Geef de volledige tekst over de Stalinboeken van Souvarine en Trotzky woord voor woord weer.

**Tekstblok**
________________________________________

Souvarine laat ons in z'n boek zien welke grote blunders Stalin beging, zowel in z'n binnenlandse politiek (de collectivisatie) als in z'n buitenlandse t.o.v. China, Duitsland, Finland. Maar in al die gevallen was Rusland en was het regeringsapparaat sterk genoeg om hem ten slotte toch door de moeilijkheden heen te helpen.

 

In het boek van Trotzky vindt men dit alles ook, maar aan de ene kant meer beperkt, want het boek gaat eigenlijk slechts tot 1923, aan de andere kant veel uitvoeriger, want Trotzky geeft onnoemelijk veel documentatie en détails. En voor Trotzky is het buitengewoon belangrijk na te gaan wat de betrekkingen tussen Stalin en Lenin waren, en in welk geval Lenin afkeuringen uitsprak, of waar z'n goedkeuringen, als ze er waren, toch maar vrij koeltjes klonken etc. etc. Dat alles mag van belang zijn voor mensen die menen dat iedere uiting van Lenin van wereldhistorische betekenis is, voor de normale lezer wordt het op den duur vervelend. En leden van de C.P.N. e.d. voor wie Stalin de feilloze opvolger van de onfeilbare Lenin is, zullen nu eenmaal geen boek lezen van de duivel Trotzky, noch enig ander boek dat door Moscou is afgekeurd.

________________________________________

**Verstrekte gegevens**

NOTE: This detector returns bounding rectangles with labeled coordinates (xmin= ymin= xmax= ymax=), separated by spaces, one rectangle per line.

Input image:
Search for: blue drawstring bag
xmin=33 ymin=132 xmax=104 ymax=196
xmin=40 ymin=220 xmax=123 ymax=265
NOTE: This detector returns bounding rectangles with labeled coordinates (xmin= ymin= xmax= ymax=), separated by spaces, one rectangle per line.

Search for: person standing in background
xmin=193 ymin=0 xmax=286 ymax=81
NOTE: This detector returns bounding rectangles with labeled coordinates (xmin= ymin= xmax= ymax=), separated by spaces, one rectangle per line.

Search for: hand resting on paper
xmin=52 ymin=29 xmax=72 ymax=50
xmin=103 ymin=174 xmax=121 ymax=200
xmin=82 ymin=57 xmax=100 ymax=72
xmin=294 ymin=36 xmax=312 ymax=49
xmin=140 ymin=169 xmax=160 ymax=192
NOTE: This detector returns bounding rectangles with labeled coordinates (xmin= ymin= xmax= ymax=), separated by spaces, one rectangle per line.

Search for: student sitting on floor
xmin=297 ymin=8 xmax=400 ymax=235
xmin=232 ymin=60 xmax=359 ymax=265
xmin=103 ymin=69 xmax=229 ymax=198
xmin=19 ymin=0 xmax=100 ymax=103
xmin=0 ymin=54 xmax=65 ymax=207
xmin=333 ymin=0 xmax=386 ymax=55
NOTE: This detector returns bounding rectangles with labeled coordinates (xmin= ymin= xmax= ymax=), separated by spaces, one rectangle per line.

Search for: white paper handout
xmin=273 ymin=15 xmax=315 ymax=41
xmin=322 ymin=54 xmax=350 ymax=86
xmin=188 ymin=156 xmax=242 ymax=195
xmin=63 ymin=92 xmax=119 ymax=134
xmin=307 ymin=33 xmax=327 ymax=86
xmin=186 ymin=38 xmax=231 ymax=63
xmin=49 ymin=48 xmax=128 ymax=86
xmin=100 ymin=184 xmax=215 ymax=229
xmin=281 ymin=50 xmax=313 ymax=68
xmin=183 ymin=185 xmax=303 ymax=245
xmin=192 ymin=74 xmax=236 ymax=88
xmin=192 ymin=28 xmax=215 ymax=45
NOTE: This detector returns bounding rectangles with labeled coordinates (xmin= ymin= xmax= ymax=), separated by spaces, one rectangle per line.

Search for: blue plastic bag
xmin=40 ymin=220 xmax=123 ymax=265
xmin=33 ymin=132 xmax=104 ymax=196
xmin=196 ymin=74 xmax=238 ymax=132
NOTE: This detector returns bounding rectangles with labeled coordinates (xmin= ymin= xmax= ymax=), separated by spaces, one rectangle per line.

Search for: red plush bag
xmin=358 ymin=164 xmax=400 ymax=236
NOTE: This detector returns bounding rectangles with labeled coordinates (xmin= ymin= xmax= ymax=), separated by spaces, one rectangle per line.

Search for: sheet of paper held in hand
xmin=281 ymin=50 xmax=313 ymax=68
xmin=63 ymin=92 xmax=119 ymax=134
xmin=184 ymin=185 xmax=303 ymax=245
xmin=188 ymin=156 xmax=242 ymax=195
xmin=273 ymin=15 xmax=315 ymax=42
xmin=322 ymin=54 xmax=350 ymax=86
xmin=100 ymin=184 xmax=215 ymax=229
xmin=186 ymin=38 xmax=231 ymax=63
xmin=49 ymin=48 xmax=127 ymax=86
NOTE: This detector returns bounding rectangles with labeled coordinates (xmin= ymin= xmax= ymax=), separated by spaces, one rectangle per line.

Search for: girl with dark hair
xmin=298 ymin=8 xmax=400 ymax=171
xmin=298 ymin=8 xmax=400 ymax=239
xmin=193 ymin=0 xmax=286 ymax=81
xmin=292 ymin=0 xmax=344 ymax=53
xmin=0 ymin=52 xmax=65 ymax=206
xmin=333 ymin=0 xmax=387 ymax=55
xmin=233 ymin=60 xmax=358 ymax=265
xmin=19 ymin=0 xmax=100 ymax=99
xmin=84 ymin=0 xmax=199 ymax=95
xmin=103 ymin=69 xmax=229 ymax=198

________________________________________

**Antwoord**
Souvarine laat ons in z'n boek zien welke grote blunders Stalin beging, zowel in z'n binnenlandse politiek (de collectivisatie) als in z'n buitenlandse t.o.v. China, Duitsland, Finland. Maar in al die gevallen was Rusland en was het regeringsapparaat sterk genoeg om hem ten slotte toch door de moeilijkheden heen te helpen.

 

In het boek van Trotzky vindt men dit alles ook, maar aan de ene kant meer beperkt, want het boek gaat eigenlijk slechts tot 1923, aan de andere kant veel uitvoeriger, want Trotzky geeft onnoemelijk veel documentatie en détails. En voor Trotzky is het buitengewoon belangrijk na te gaan wat de betrekkingen tussen Stalin en Lenin waren, en in welk geval Lenin afkeuringen uitsprak, of waar z'n goedkeuringen, als ze er waren, toch maar vrij koeltjes klonken etc. etc. Dat alles mag van belang zijn voor mensen die menen dat iedere uiting van Lenin van wereldhistorische betekenis is, voor de normale lezer wordt het op den duur vervelend. En leden van de C.P.N. e.d. voor wie Stalin de feilloze opvolger van de onfeilbare Lenin is, zullen nu eenmaal geen boek lezen van de duivel Trotzky, noch enig ander boek dat door Moscou is afgekeurd.